§ TASK GOAL: Transcribe all of the records word for word, but omit the pictures.

§ RECORD EXTRACTS:
# # # # # # #

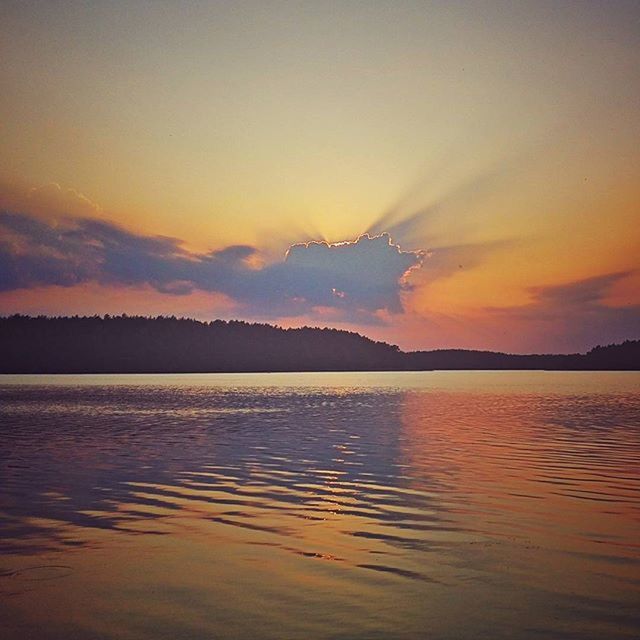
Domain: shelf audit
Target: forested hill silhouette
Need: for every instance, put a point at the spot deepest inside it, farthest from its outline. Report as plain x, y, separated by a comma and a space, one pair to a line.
125, 344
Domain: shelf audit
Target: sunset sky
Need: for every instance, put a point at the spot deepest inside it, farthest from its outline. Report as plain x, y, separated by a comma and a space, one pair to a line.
432, 174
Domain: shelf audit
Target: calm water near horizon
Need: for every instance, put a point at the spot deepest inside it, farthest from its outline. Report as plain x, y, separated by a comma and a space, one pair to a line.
444, 505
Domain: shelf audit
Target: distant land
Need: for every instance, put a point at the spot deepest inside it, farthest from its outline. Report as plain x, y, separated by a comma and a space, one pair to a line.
134, 344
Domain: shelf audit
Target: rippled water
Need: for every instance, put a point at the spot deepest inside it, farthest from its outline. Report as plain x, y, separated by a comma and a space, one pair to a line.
414, 505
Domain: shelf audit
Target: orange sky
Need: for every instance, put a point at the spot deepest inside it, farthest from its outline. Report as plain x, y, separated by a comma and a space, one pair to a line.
498, 140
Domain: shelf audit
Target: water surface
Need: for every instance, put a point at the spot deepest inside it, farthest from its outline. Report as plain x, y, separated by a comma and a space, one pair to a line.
368, 505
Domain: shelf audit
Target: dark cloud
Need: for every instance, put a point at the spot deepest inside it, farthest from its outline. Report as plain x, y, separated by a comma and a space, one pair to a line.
357, 279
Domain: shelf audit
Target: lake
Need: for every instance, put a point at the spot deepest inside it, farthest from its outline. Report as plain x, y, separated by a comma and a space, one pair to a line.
443, 505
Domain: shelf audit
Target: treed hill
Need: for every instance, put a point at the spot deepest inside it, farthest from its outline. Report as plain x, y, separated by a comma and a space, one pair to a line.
126, 344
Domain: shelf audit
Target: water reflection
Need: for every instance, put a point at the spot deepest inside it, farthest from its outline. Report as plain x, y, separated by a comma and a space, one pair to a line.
298, 508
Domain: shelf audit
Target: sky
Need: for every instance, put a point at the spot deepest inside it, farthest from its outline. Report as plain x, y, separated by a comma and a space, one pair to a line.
431, 174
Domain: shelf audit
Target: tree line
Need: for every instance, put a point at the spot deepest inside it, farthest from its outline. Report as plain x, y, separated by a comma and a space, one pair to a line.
136, 344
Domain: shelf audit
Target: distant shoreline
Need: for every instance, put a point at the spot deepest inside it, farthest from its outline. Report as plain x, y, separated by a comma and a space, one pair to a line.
168, 345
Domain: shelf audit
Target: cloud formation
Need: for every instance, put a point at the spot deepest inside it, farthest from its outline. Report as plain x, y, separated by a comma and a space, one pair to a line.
359, 279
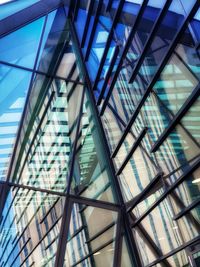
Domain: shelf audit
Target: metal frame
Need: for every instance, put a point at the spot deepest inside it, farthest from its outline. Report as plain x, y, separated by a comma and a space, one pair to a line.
155, 77
126, 219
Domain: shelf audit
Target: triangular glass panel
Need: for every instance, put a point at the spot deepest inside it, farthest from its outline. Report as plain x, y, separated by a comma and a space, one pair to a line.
20, 47
14, 84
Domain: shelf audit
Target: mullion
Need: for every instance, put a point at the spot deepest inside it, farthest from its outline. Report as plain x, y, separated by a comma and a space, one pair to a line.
170, 189
124, 52
155, 77
131, 242
133, 203
151, 37
40, 241
108, 74
133, 135
132, 150
86, 27
108, 42
109, 5
187, 209
94, 26
118, 242
47, 75
186, 106
174, 251
27, 15
76, 10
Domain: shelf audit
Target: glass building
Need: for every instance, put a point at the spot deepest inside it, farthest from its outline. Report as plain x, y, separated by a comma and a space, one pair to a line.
100, 133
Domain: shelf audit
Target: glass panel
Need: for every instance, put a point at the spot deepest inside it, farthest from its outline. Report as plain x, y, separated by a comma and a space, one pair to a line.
87, 237
167, 234
14, 85
20, 47
47, 159
91, 172
27, 219
12, 7
178, 149
175, 85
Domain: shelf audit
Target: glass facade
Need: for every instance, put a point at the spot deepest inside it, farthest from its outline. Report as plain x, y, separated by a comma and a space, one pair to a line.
100, 133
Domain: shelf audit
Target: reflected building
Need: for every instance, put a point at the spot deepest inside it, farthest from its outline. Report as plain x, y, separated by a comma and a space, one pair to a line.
100, 133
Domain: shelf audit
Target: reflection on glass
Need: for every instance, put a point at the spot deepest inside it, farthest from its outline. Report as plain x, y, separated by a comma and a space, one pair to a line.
30, 216
91, 175
89, 236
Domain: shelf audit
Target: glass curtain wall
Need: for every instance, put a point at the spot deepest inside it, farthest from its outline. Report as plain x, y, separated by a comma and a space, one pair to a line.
100, 134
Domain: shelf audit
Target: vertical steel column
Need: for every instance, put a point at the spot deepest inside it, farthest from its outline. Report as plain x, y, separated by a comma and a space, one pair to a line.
126, 225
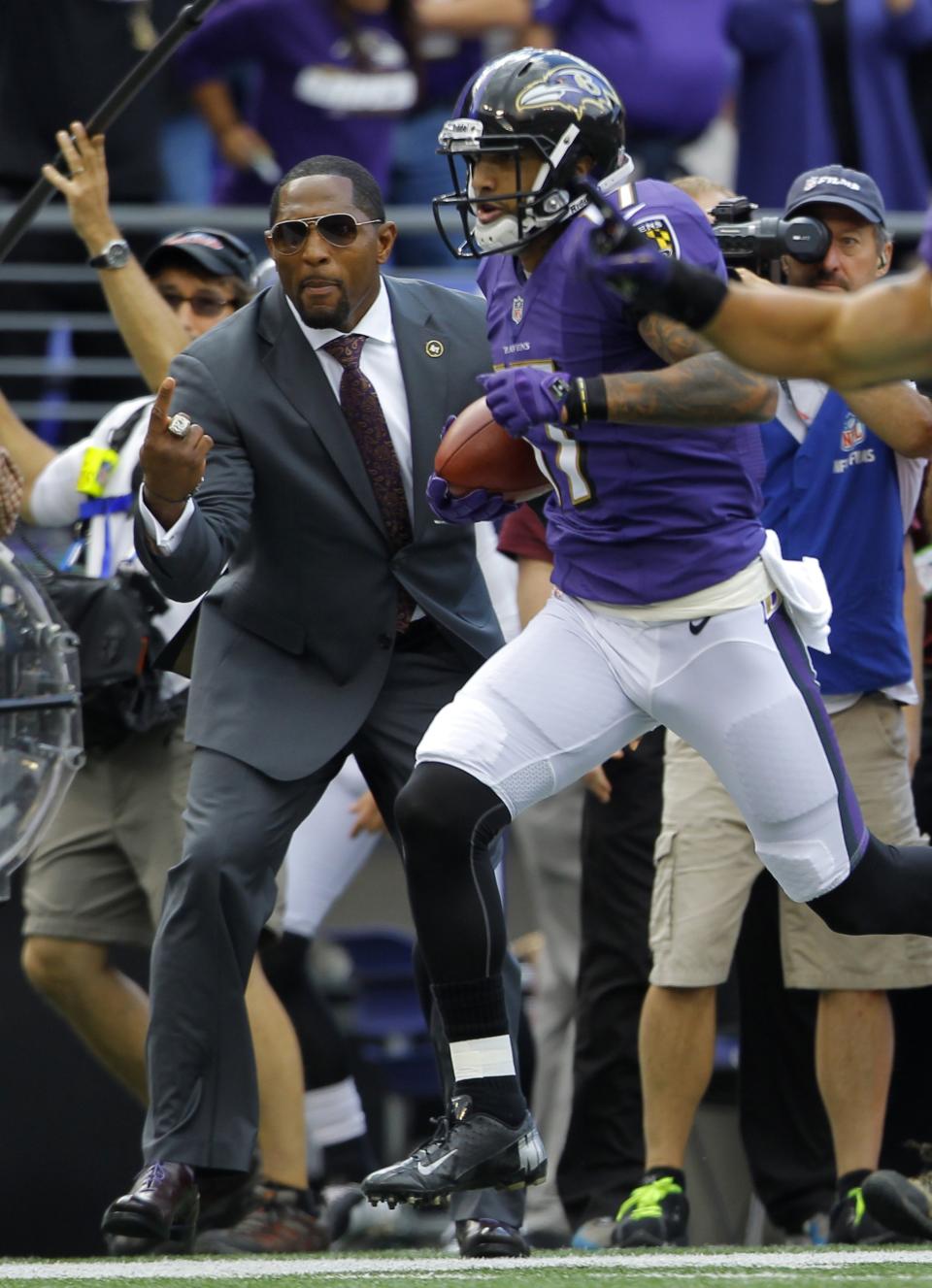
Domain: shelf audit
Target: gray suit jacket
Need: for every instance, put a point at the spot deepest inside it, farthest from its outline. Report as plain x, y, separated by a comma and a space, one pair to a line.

# # # # # # #

§ FINISHED TASK:
Domain: shelf audit
Target: forested hill silhouette
Need: for every instance, put a point at the spot deepest inside it, farthest from its outline. Report as plain x, y, separated by a comma and a space, one pair to a line.
125, 344
Domain: shelf audit
Target: sunset sky
Need: for every instance, put a point at the spot deepest inside it, farthest from its outline. Report as plain x, y, separated by a comma and a space, one pair to a line.
432, 174
Domain: shelf audit
Target: calm water near horizon
Need: for every instance, put a point at the spot deepest inside it, farthest from its outline. Report as plain x, y, separated by a comma and a space, one pair to a line.
444, 505
Domain: shelf audit
Target: distant land
Need: for every instance, put a point at the spot deepest inside it, farthest from its outline. Report as plain x, y, separated by a comma and a space, one pair to a line.
134, 344
Domain: shelf audit
Target: rippled water
Need: for every instance, put a point at the spot deepest inside it, farthest from its outline. Report as plain x, y, separated by a comma and a space, one pair to a line.
414, 505
Domain: shelf audit
Target: orange sky
Need: for every instance, put a point at the spot deepest inside it, farthest from its outline. Report as plain x, y, separated by a comma and a space, one pair to a line.
498, 140
Domain: shelf audit
Target: water surface
Need: for every instance, put a point at the spot deepest inside it, farthest from its outline. Report as plain x, y, separated by a comma and a space, one pair to a line.
368, 505
Domain: shelf audit
Target: dark cloud
Need: for every instance, put a point at the spot deepest inside it, farthest from its outline. Report as plain x, y, separated by a comma and a space, one pair to a line.
357, 279
Domain: shelf audit
Target: lake
Need: for every instance, put a point at the spot deepest inside it, farthest from its outline. Report as plain x, y, separated by a comma and a space, one pair to a line.
443, 505
Domain: shelf audit
Target: treed hill
Need: for every instance, put a point at the spot deepest inside it, farthest from its outline. Report as plain x, y, separated by a comma and a space, one pair to a line.
126, 344
Domain: shelf audit
Target: water reflection
Need: for every instance, put a point at the spot deepest inside it, farthest from its outline. Report as plain x, y, separated by a comma and a space, one pair to a line.
298, 508
Domain: shelf audit
Target: sky
Need: for every instance, put a point at the spot deepest inside it, farthest from its outline. Report as plain x, y, separated by a comma and a space, one pair to a line.
431, 174
Domain: shelf audit
Target: tree line
Need: for every instance, put a point at the spot deepest inside it, farthest from its outline. Report as plain x, y, separated by a comma and a space, one pair to a line.
136, 344
Domain: shelf audit
Target: distant shoreline
Need: for every instance, put a point at the spot deepest inside it, farthest from its outline. Report as plain x, y, separated by a comma and a space, one pair to a line.
168, 345
Domain: shelf audit
Target: cloud formation
Need: for every instance, put a point at the spot deepest inside it, farthest from its outline. Report as plain x, y, separated by a comma and a space, one pair to a line.
359, 279
Domain: shelf audit
Target: metal frame
Need: for every instance, put a point at the spot deepest inside it, farthest from its outline. Report as plain x, y, separated by a comma and a space, one pair to a line.
155, 77
126, 219
Domain: shelf audit
Target: triangular glass panel
Need: for every instance, put a point at the spot deepest inside it, farthest from its outline. Report as plain x, y, separated by a comma and a space, one pair to a line.
20, 47
14, 84
Domain: shelf audit
Target: mullion
Need: for every instance, put a point at the spot deepest inside it, farthest from its outline. Report as plain x, y, separated by a comma and a space, one pair to a line.
170, 189
124, 52
155, 77
131, 242
133, 203
151, 37
40, 241
108, 74
133, 135
132, 150
86, 27
108, 42
109, 5
187, 209
94, 26
118, 242
47, 75
186, 106
174, 251
27, 15
76, 10
Domain: shelf audit
Target: glass building
Need: for every instance, put a point at the spot deepest inside it, farthest from its outline. Report as plain x, y, separated by a comma and a space, one pair to a line.
100, 133
Domain: shelf audit
Target: glass panel
Need: for every instance, put a point at the spot deepest inside it, farthest from its outline. Report as plain x, y, separated by a comma and a space, one pair to a line.
87, 237
167, 234
14, 85
20, 47
47, 159
91, 172
27, 219
12, 7
178, 149
175, 85
Domain: shelf audit
Target: glass facade
Need: for every instance, put a point at the spot deepest inside it, farthest from its outline. Report as plain x, y, separated by a comma and a space, one pair to a line.
100, 133
Domain: shelf audit
Target: reflected building
Need: for every instance, put a point at the spot deepest inside it, farthest from its outline. Report as plain x, y, separated by a comma and a space, one pair to a line.
100, 133
Domain: shelf audit
Target: reflection on glass
Need: for every instance, put a point at the spot deepest inside it, farthest from its outline. Report as plain x, y, separated by a comma and a space, one pair to a line.
30, 216
91, 175
89, 236
Domain: shelf audit
Target: glass curtain wall
Need: for every instance, put a point at the spot deepest inside it, farthest from its outline. Report as plain x, y, separated by a comma and a space, one pair to a line.
100, 134
Domain: shelf audit
Target: vertical steel column
Need: for every instance, put a point at the spot deepest inside it, farthest from its outline. Report as plain x, y, separated by a comma and a space, one pair to a line.
126, 225
Domain: shelf audit
Target: gray suit jacket
Need: for every instance, put a point at the spot deepest inside it, farthest from its outline. Report as plain x, y, separated by a comma and a space, one pair to a line.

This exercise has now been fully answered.